Reading text:
= Beginning of Section =

What is an East Maui bird doing in West Maui?! Like many honeycreepers, ‘ākohekohe occupy only a tiny sliver of their historic range. These birds formerly occurred throughout Maui and on Moloka’i! Today, they can only be found on the Northeastern slopes of Haleakalā at elevations over 5,000 feet.

‘Ākohekohe are one of several honeycreepers predicted to go extinct within the next decade. Unlike the kiwikiu—which could go extinct in just a few years’ time—the ‘ākohekohe has a little more life with about ten years until estimated extinction. But is that really any better? According to the Fish and Wildlife Service, the estimated wild population as of 2021 was about 1,600 birds, with a total distribution of about 10 square miles. The ‘ākohekohe is considered critically endangered. ‘Ākohekohe have been around for several millions of years, but could have just a few moments (as far as geologic time goes) before they are gone forever.

Mosquitoes are the direst threat to our remaining endemic honeycreepers. Avian malaria, transmitted by the non-native Southern house mosquito (Culex quinquefasciatus), is more often than not a death sentence to these unique native forest birds, which evolved in the absence of mosquitoes and their diseases. The threats to these birds are numerous—pigs, rats, habitat loss, cats, climate change, ROD, ignorance—but malaria it seems is the most salient threat at the moment.

= End of Section =

Data under study:
= Beginning of Section =

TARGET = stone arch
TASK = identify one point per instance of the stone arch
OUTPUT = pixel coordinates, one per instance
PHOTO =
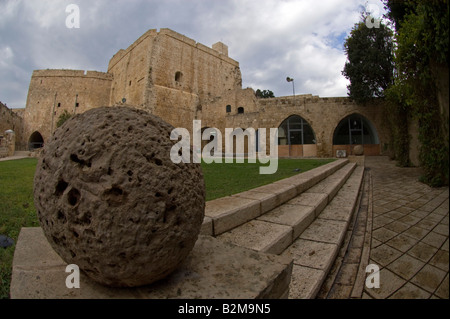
(296, 138)
(35, 141)
(356, 129)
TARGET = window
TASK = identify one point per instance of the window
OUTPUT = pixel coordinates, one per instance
(295, 131)
(353, 130)
(178, 76)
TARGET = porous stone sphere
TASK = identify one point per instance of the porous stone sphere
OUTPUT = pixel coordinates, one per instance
(358, 150)
(111, 201)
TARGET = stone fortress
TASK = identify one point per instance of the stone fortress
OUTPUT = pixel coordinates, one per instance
(180, 80)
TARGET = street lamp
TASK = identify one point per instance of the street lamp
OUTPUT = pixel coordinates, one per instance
(293, 87)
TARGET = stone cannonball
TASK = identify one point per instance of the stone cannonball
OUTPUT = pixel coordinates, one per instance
(358, 150)
(110, 200)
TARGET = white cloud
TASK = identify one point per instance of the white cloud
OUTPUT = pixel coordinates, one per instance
(271, 39)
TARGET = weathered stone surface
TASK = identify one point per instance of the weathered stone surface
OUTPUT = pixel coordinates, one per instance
(110, 200)
(358, 150)
(213, 269)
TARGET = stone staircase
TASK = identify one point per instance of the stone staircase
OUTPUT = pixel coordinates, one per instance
(304, 217)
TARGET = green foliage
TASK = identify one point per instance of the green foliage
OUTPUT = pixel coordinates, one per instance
(422, 41)
(370, 66)
(16, 210)
(63, 118)
(264, 94)
(224, 179)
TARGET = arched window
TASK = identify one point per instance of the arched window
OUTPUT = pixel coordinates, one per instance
(36, 141)
(295, 131)
(355, 129)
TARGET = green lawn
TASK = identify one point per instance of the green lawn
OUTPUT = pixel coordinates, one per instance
(227, 179)
(17, 208)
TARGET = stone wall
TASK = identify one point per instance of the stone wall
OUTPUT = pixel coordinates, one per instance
(323, 114)
(10, 120)
(52, 92)
(180, 80)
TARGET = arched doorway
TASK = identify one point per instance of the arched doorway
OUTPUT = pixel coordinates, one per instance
(35, 141)
(296, 138)
(353, 130)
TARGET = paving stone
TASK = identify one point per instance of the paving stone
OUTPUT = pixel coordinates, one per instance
(416, 232)
(397, 226)
(383, 255)
(347, 274)
(409, 219)
(297, 216)
(441, 229)
(410, 291)
(442, 291)
(305, 282)
(325, 230)
(383, 234)
(402, 242)
(394, 215)
(406, 266)
(260, 236)
(419, 213)
(381, 221)
(429, 278)
(422, 251)
(340, 291)
(389, 283)
(440, 260)
(312, 254)
(434, 239)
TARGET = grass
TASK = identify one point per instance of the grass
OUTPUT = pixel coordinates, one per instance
(17, 207)
(16, 210)
(227, 179)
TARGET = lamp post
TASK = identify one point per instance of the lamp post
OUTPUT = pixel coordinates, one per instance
(293, 87)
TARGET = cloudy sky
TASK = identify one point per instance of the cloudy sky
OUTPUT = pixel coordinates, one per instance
(271, 39)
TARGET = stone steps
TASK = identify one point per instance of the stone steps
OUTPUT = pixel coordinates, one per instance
(224, 214)
(277, 229)
(316, 249)
(308, 227)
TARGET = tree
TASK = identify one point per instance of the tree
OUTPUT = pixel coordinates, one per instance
(63, 118)
(265, 94)
(370, 61)
(421, 60)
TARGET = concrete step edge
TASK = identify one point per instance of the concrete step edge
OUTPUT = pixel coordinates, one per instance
(229, 212)
(329, 258)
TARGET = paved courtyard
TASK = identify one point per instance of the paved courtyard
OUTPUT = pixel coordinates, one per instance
(401, 227)
(409, 235)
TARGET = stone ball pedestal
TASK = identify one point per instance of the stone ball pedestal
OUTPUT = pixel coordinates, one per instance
(110, 200)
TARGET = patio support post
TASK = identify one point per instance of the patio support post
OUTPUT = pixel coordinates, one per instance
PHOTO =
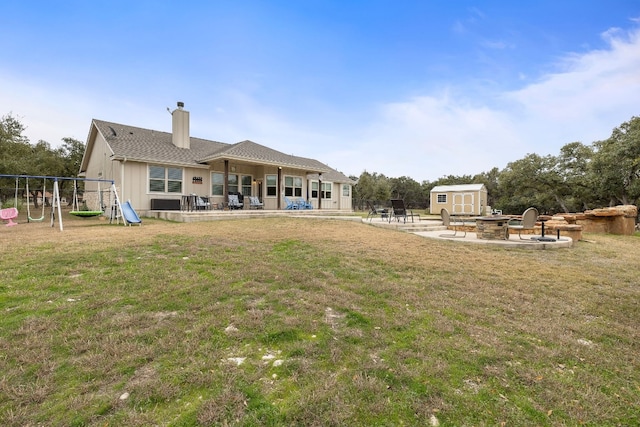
(319, 191)
(225, 187)
(279, 192)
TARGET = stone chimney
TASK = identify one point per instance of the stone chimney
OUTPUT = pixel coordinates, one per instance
(180, 127)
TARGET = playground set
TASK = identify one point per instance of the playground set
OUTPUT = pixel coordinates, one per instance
(90, 207)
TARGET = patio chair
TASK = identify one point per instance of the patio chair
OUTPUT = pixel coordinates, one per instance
(255, 203)
(398, 210)
(234, 202)
(528, 222)
(202, 203)
(303, 204)
(447, 222)
(290, 205)
(373, 211)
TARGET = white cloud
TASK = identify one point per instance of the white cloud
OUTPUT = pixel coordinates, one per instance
(436, 135)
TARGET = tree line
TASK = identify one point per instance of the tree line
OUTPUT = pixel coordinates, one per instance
(18, 156)
(580, 177)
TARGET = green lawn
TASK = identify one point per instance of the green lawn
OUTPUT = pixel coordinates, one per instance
(312, 322)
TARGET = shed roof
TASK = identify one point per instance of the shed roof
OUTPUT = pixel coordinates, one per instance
(457, 188)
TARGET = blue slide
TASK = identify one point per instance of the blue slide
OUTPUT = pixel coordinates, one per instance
(129, 214)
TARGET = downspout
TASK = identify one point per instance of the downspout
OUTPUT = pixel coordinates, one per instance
(122, 195)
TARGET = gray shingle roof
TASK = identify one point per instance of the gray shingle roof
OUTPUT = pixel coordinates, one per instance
(145, 145)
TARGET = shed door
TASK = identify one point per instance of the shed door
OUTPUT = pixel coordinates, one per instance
(463, 204)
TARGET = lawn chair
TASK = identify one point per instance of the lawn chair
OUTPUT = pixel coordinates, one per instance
(234, 202)
(528, 221)
(255, 203)
(398, 210)
(202, 203)
(303, 204)
(373, 211)
(290, 205)
(447, 222)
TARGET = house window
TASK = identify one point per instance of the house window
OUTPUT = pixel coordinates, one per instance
(246, 185)
(326, 190)
(272, 185)
(165, 180)
(232, 184)
(217, 184)
(293, 186)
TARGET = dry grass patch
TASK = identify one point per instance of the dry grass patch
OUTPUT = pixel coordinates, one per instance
(367, 326)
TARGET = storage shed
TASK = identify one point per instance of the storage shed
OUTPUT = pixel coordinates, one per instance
(462, 199)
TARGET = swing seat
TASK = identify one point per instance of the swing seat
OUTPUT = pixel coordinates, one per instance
(9, 214)
(86, 214)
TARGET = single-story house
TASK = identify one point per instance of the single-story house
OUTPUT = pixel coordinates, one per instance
(462, 199)
(154, 169)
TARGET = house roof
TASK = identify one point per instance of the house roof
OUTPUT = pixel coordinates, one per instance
(457, 187)
(146, 145)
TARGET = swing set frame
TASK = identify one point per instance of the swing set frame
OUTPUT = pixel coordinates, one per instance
(55, 203)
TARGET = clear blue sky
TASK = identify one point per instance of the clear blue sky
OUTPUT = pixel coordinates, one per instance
(419, 88)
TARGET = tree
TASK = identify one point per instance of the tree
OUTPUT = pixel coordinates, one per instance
(16, 153)
(573, 168)
(372, 187)
(531, 181)
(409, 190)
(490, 181)
(616, 164)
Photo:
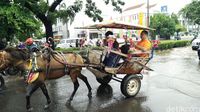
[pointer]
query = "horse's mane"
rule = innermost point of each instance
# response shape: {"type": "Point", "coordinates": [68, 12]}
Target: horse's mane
{"type": "Point", "coordinates": [21, 54]}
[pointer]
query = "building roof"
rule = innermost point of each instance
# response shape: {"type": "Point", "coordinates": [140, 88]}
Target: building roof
{"type": "Point", "coordinates": [138, 6]}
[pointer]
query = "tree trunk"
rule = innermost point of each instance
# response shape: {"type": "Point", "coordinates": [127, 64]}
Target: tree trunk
{"type": "Point", "coordinates": [49, 33]}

= End of Section =

Using the information:
1. Answer these questions from the passage on the ‘ākohekohe:
(a) Besides Maui, where did ‘ākohekohe formerly occur?
(b) What was the estimated wild population as of 2021, according to the Fish and Wildlife Service?
(c) Which non-native mosquito transmits avian malaria?
2. Extract the portion of the passage on the ‘ākohekohe starting at "Mosquitoes are the" and ending at "at the moment.".
The listing comes from a source separate from the passage on the ‘ākohekohe.

Task-by-task outputs:
1.
(a) Moloka’i
(b) About 1,600 birds
(c) The Southern house mosquito (Culex quinquefasciatus)

2.
Mosquitoes are the direst threat to our remaining endemic honeycreepers. Avian malaria, transmitted by the non-native Southern house mosquito (Culex quinquefasciatus), is more often than not a death sentence to these unique native forest birds, which evolved in the absence of mosquitoes and their diseases. The threats to these birds are numerous—pigs, rats, habitat loss, cats, climate change, ROD, ignorance—but malaria it seems is the most salient threat at the moment.